(Text under study)
Estonia is part of the East European Craton, with an average continental crust thickness between 40 and 64 kilometers. The crust consolidated during the Svecofennian Orogeny in the late Paleoproterozoic, nearly two billion years ago.

The contact between the crystalline basement and overlying rock dips gently to the south. Late Proterozoic and early and middle Paleozoic sedimentary rocks on the north coast of Estonia are 100 to 200 meters thick, reaching up to 500 to 800 meters thick in the Gulf of Riga and the southeast. The Baltic Syncline and Moscow Syncline are deeply buried structures within the Russian Platform, with three to five kilometers of sediments. They are linked by the Latvian Saddle, which is shallower with two kilometers of sediment. Precambrian rocks do not outcrop anywhere in Estonia, but are present in the subsurface.
(End Text under study)
(The data)
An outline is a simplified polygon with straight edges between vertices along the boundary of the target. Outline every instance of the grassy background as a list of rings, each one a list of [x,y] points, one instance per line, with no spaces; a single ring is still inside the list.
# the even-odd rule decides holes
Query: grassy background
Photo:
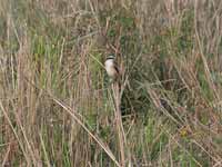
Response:
[[[222,166],[222,2],[0,0],[0,165]]]

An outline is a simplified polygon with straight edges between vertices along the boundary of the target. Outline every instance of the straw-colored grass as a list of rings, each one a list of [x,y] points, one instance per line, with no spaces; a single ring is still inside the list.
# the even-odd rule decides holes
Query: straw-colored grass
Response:
[[[221,28],[219,0],[0,0],[0,166],[222,166]]]

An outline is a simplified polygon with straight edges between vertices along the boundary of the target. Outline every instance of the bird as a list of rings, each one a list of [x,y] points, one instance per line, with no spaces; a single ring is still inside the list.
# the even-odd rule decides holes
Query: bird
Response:
[[[114,58],[115,57],[113,55],[110,55],[107,57],[107,60],[104,62],[107,73],[110,77],[112,82],[117,81],[120,76]]]

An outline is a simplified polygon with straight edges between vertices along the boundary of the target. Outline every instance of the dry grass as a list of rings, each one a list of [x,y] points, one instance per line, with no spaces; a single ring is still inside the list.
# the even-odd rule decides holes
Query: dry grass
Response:
[[[1,166],[222,166],[221,1],[0,4]]]

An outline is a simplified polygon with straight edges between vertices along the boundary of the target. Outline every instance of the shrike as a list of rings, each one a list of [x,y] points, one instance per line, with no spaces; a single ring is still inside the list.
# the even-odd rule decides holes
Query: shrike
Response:
[[[105,62],[104,62],[105,70],[108,72],[108,76],[111,78],[112,81],[117,81],[119,78],[119,69],[117,67],[117,63],[114,61],[114,56],[110,55],[108,56]]]

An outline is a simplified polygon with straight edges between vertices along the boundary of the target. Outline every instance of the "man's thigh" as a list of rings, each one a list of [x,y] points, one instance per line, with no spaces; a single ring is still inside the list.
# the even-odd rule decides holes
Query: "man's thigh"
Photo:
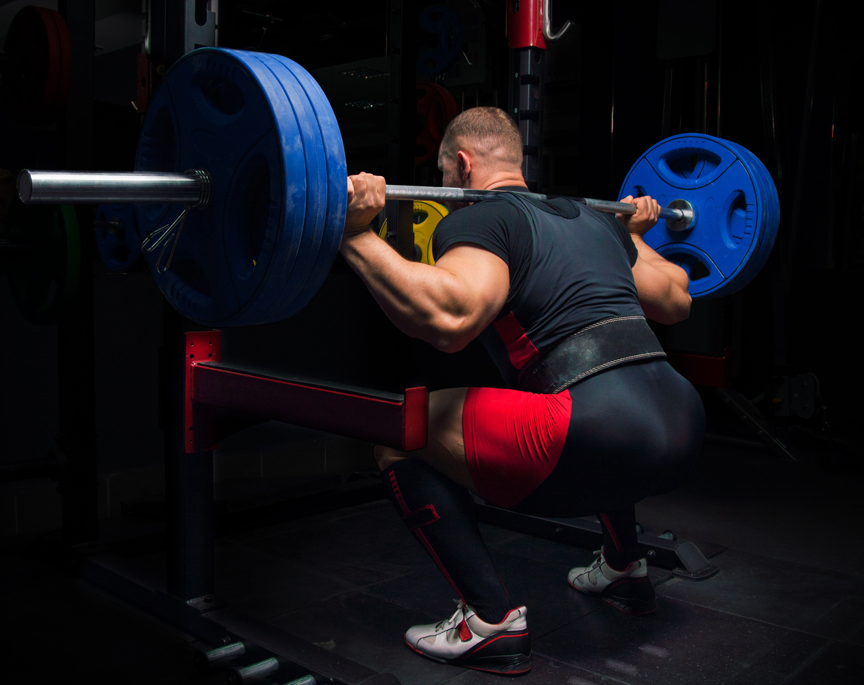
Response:
[[[426,447],[402,452],[389,447],[375,448],[375,458],[382,470],[400,459],[422,459],[451,481],[476,493],[465,459],[462,436],[462,408],[467,387],[451,387],[429,393],[429,437]]]

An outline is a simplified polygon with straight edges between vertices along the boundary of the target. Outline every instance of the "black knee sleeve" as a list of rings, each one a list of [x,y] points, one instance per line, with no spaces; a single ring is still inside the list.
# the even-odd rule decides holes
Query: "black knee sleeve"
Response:
[[[501,621],[512,605],[468,491],[419,459],[397,462],[381,477],[402,520],[460,598],[486,623]]]

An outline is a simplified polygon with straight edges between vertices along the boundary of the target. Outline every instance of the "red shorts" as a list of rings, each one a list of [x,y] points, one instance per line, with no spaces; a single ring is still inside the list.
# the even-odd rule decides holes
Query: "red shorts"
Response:
[[[465,456],[477,493],[495,506],[521,502],[558,463],[570,393],[469,387],[462,409]]]

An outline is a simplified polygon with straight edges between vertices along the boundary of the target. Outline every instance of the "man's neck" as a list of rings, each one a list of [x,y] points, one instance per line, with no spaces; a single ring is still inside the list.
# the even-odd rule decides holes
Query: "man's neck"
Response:
[[[466,189],[491,191],[508,185],[518,185],[523,188],[528,187],[525,179],[522,177],[522,173],[513,173],[512,172],[494,172],[485,177],[471,178],[469,180],[469,184],[463,186]]]

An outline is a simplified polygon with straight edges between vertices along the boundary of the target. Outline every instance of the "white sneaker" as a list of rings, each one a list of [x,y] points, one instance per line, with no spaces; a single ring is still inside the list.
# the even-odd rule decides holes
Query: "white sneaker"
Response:
[[[590,566],[570,569],[567,575],[570,587],[600,597],[626,613],[651,613],[657,608],[645,557],[631,562],[623,571],[616,571],[607,562],[602,549],[594,554],[597,558]]]
[[[528,609],[511,609],[503,621],[492,624],[481,620],[467,604],[456,603],[459,608],[447,620],[409,628],[405,644],[441,663],[499,674],[530,670]]]

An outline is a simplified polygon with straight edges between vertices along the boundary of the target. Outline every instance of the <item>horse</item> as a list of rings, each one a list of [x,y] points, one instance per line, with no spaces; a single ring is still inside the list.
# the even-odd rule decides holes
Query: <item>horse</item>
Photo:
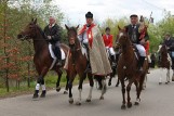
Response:
[[[165,44],[159,46],[159,64],[158,66],[161,67],[161,69],[163,70],[163,68],[166,68],[166,81],[165,83],[168,85],[170,82],[170,68],[171,68],[171,60],[170,60],[170,55],[168,54],[168,49]],[[160,76],[160,80],[159,80],[159,85],[162,83],[162,72],[161,72],[161,76]]]
[[[117,38],[118,38],[118,35],[117,35]],[[119,50],[119,47],[117,46],[117,40],[118,39],[116,39],[116,42],[115,42],[115,46],[113,46],[115,51],[117,51],[116,54],[115,54],[115,56],[116,56],[116,64],[118,64],[119,55],[120,55],[120,50]],[[110,61],[110,65],[111,65],[111,62],[112,62],[111,59],[109,59],[109,61]],[[109,77],[109,80],[108,80],[108,86],[111,86],[111,80],[117,75],[117,65],[115,67],[111,67],[111,69],[112,69],[112,73],[109,75],[110,77]],[[116,87],[119,87],[119,83],[120,83],[120,81],[118,79],[117,83],[116,83]]]
[[[105,76],[93,76],[91,73],[86,73],[85,68],[88,66],[88,57],[82,53],[82,47],[80,41],[78,40],[78,35],[77,35],[77,27],[68,27],[65,25],[67,29],[67,35],[68,35],[68,42],[69,42],[69,55],[67,57],[67,68],[68,68],[68,77],[69,77],[69,103],[73,103],[73,98],[72,98],[72,82],[76,77],[76,75],[79,75],[79,99],[76,102],[76,105],[81,105],[81,92],[82,92],[82,83],[83,80],[89,78],[90,81],[90,92],[89,96],[86,99],[86,102],[91,102],[92,99],[92,90],[94,86],[93,77],[97,78],[97,80],[102,81],[103,88],[102,88],[102,94],[101,94],[101,100],[104,99],[104,93],[106,92],[106,81],[105,81]]]
[[[119,26],[119,39],[118,44],[121,48],[121,54],[118,61],[118,78],[121,81],[122,88],[122,105],[121,109],[125,109],[126,106],[132,107],[130,91],[132,83],[136,87],[136,101],[135,105],[138,105],[140,102],[140,92],[143,90],[143,83],[145,76],[147,74],[147,61],[144,62],[143,70],[138,70],[138,60],[134,53],[134,49],[132,47],[132,42],[129,38],[128,31],[125,29],[121,29]],[[128,93],[128,102],[125,105],[125,83],[124,80],[128,78],[129,82],[126,85],[126,93]]]
[[[25,29],[17,35],[17,38],[21,40],[32,39],[34,41],[34,49],[35,49],[34,63],[39,77],[37,78],[36,90],[32,99],[37,100],[39,98],[40,87],[42,87],[42,93],[40,96],[45,98],[46,90],[45,90],[45,83],[44,83],[44,76],[50,70],[50,67],[53,63],[53,59],[51,56],[51,53],[49,52],[48,39],[44,36],[43,30],[37,25],[37,18],[36,20],[32,18],[31,22],[25,27]],[[64,43],[61,43],[61,49],[63,49],[63,51],[65,52],[65,55],[67,55],[69,47]],[[62,64],[62,66],[58,66],[58,65],[52,66],[52,70],[56,72],[58,75],[57,82],[56,82],[57,92],[61,90],[59,82],[63,74],[63,70],[62,70],[63,65],[64,63]],[[66,78],[68,82],[68,77],[66,76]],[[67,85],[64,93],[67,93],[68,91]]]

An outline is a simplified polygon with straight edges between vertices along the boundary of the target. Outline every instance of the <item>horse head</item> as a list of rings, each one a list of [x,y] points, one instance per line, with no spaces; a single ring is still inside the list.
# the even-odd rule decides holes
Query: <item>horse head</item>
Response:
[[[67,35],[68,35],[68,42],[70,47],[75,47],[77,44],[78,40],[78,28],[79,25],[77,27],[68,27],[67,25],[65,25],[66,29],[67,29]]]
[[[21,40],[27,40],[30,38],[35,38],[37,36],[37,18],[32,18],[31,22],[25,27],[24,30],[22,30],[17,38]]]
[[[118,44],[121,47],[125,47],[130,41],[129,39],[129,35],[125,28],[120,28],[120,26],[118,26],[119,33],[117,35],[118,37]]]
[[[161,46],[160,53],[161,53],[161,55],[168,54],[168,50],[166,50],[166,46],[165,44]]]

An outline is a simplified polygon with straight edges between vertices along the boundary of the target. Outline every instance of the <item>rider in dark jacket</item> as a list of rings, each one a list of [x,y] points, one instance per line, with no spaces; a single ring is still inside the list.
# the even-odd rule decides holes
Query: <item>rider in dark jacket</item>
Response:
[[[55,23],[54,17],[50,17],[49,25],[44,28],[44,34],[49,39],[49,42],[53,44],[53,50],[55,52],[55,55],[58,60],[57,65],[62,65],[62,54],[61,54],[61,48],[59,48],[59,41],[61,41],[61,27]]]

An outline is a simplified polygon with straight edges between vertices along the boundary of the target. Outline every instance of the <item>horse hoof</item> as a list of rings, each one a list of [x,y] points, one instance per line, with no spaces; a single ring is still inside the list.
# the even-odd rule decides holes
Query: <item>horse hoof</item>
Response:
[[[73,103],[73,99],[72,100],[69,100],[69,103],[72,104]]]
[[[39,95],[35,93],[34,96],[32,96],[32,100],[34,100],[34,101],[39,100]]]
[[[126,109],[126,106],[125,106],[125,105],[122,105],[122,106],[121,106],[121,109]]]
[[[139,103],[138,102],[135,102],[135,105],[139,105]]]
[[[99,100],[104,100],[104,96],[101,96]]]
[[[119,87],[119,85],[116,85],[116,87]]]
[[[132,103],[130,102],[130,103],[128,103],[128,107],[129,108],[131,108],[132,107]]]
[[[68,92],[67,91],[64,91],[64,94],[68,94]]]
[[[45,93],[46,93],[46,91],[42,91],[40,98],[45,98]]]
[[[86,99],[86,101],[85,102],[91,102],[91,99]]]
[[[78,102],[76,102],[76,105],[79,105],[79,106],[80,106],[80,105],[81,105],[81,102],[79,102],[79,101],[78,101]]]
[[[111,82],[110,81],[108,82],[108,86],[111,86]]]
[[[59,92],[61,91],[61,87],[56,88],[56,91]]]
[[[44,94],[44,93],[42,93],[42,94],[40,95],[40,98],[45,98],[45,94]]]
(End The data)
**Tasks for this exercise**
1. According to the passage on Estonia's geology, how thick are the sedimentary rocks on Estonia's north coast?
2. Reproduce word for word the portion of the passage on Estonia's geology starting with "The contact between" and going on through "in the subsurface.".

**Per-task answers**
1. They are 100 to 200 meters thick.

2.
The contact between the crystalline basement and overlying rock dips gently to the south. Late Proterozoic and early and middle Paleozoic sedimentary rocks on the north coast of Estonia are 100 to 200 meters thick, reaching up to 500 to 800 meters thick in the Gulf of Riga and the southeast. The Baltic Syncline and Moscow Syncline are deeply buried structures within the Russian Platform, with three to five kilometers of sediments. They are linked by the Latvian Saddle, which is shallower with two kilometers of sediment. Precambrian rocks do not outcrop anywhere in Estonia, but are present in the subsurface.